+++ Source records +++

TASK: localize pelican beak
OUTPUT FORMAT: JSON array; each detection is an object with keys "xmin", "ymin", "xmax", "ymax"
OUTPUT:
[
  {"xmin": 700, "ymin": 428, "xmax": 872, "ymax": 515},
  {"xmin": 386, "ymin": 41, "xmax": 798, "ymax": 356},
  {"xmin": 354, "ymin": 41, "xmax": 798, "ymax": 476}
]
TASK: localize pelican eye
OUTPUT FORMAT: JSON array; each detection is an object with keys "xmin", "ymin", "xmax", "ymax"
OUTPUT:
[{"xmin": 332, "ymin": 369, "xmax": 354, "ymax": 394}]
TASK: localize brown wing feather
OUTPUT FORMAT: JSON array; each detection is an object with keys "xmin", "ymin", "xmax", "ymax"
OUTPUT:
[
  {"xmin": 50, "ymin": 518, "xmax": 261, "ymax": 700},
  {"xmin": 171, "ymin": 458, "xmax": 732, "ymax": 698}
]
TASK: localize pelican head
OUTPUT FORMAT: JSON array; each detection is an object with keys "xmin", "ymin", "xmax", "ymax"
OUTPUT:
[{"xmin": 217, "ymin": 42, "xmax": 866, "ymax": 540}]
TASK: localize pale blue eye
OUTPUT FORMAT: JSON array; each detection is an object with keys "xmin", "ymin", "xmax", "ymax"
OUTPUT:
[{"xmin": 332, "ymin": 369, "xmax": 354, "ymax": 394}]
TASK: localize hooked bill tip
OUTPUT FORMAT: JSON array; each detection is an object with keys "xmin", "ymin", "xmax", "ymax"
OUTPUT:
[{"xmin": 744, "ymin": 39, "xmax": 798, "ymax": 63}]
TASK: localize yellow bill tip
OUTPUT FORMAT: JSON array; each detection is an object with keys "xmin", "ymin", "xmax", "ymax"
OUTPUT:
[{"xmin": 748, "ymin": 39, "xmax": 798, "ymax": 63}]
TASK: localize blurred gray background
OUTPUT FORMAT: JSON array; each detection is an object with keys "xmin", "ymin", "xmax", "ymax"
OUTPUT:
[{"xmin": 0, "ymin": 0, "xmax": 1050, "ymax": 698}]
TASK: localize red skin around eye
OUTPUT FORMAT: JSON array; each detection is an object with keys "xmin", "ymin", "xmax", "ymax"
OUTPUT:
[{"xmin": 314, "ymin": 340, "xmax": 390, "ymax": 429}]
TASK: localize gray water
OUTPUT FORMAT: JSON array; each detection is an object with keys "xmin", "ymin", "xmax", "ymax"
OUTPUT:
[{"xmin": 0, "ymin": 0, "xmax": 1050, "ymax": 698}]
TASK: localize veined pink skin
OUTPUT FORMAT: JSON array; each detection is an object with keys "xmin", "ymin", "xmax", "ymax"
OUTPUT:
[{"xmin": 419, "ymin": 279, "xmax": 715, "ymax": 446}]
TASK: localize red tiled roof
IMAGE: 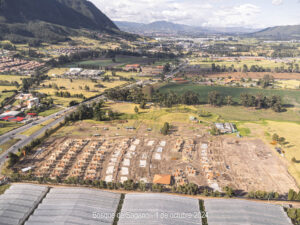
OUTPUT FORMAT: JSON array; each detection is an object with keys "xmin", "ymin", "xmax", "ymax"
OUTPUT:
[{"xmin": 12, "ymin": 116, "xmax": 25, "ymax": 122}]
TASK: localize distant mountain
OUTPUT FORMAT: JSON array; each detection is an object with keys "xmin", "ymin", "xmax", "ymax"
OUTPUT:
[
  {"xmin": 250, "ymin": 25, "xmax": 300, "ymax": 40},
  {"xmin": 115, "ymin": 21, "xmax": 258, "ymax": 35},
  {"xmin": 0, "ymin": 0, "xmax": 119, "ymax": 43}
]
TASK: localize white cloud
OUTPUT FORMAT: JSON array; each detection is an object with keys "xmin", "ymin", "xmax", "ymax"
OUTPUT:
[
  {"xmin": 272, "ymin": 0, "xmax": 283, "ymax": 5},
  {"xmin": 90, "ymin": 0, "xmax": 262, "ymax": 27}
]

+++
+++ Source records +++

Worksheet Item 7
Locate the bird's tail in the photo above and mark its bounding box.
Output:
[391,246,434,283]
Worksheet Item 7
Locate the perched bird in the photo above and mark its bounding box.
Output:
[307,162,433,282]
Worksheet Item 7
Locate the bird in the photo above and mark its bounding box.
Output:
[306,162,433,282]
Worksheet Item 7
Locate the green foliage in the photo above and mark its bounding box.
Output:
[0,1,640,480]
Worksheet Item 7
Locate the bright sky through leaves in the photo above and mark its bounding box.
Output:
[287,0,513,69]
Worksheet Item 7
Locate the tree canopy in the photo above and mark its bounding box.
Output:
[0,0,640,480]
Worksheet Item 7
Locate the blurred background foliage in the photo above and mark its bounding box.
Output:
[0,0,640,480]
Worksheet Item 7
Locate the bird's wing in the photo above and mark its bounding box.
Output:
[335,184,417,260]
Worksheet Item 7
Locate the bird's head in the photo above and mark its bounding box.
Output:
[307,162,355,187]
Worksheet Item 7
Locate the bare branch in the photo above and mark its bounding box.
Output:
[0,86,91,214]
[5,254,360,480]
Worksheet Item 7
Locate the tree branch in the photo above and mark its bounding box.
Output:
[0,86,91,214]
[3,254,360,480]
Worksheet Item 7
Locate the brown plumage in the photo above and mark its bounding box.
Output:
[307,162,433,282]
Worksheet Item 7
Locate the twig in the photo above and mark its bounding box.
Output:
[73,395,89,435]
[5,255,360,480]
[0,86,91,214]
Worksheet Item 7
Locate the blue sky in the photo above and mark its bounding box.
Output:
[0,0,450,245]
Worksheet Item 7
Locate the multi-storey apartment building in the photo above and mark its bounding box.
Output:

+++
+++ Source records +++

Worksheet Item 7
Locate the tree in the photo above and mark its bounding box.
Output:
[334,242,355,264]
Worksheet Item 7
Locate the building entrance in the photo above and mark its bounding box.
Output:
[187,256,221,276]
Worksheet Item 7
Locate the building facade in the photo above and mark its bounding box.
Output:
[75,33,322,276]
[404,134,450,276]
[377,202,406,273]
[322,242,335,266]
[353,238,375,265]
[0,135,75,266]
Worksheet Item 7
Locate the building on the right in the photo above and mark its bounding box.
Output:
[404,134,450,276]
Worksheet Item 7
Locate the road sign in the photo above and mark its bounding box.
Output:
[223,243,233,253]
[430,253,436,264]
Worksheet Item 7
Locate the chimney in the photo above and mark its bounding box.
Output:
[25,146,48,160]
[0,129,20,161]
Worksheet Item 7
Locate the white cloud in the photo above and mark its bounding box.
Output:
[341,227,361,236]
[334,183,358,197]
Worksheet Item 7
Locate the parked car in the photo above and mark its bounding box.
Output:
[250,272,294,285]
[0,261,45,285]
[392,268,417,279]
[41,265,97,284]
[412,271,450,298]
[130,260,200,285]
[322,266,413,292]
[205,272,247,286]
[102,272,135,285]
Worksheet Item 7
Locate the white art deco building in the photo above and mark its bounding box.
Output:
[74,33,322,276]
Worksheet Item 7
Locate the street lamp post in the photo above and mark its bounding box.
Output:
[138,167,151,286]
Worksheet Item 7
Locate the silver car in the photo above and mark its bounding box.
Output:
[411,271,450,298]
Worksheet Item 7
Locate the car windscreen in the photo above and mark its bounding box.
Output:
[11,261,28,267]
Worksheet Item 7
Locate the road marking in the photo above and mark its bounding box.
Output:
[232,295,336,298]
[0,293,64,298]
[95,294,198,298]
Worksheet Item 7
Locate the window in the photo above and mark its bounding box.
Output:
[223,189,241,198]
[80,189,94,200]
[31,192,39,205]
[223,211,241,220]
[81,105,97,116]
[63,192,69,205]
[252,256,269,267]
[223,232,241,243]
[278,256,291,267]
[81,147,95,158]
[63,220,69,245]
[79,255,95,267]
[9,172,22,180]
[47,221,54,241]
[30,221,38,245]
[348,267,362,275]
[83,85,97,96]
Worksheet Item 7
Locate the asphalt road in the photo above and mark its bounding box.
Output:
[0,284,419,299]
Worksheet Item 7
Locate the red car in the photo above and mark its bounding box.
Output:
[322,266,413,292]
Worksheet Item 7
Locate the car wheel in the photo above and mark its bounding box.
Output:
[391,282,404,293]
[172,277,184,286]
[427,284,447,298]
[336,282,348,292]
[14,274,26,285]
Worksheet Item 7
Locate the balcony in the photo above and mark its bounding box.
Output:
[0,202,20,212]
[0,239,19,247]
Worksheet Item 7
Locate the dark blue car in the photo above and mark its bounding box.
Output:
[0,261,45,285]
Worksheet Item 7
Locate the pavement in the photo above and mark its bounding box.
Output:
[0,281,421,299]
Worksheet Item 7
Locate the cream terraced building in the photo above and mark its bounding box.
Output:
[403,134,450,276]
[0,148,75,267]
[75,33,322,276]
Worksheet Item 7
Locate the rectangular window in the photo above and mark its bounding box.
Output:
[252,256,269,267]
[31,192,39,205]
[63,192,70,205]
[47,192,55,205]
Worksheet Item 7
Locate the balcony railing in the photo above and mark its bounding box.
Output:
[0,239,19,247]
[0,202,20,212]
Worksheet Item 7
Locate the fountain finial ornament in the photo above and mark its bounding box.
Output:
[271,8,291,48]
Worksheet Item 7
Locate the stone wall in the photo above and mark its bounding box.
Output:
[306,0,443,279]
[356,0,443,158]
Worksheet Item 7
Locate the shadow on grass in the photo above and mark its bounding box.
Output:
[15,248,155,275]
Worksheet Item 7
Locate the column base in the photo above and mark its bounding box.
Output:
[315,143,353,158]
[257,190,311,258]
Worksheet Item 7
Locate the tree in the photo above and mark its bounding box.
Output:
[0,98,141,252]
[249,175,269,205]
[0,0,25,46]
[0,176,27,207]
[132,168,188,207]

+++

- **Work to do**
Pick out every line in the material that contains the word "cloud", and copy each one.

- **The answer**
TASK: localize white cloud
Locate the white cloud in the photo above and mark its bounding box.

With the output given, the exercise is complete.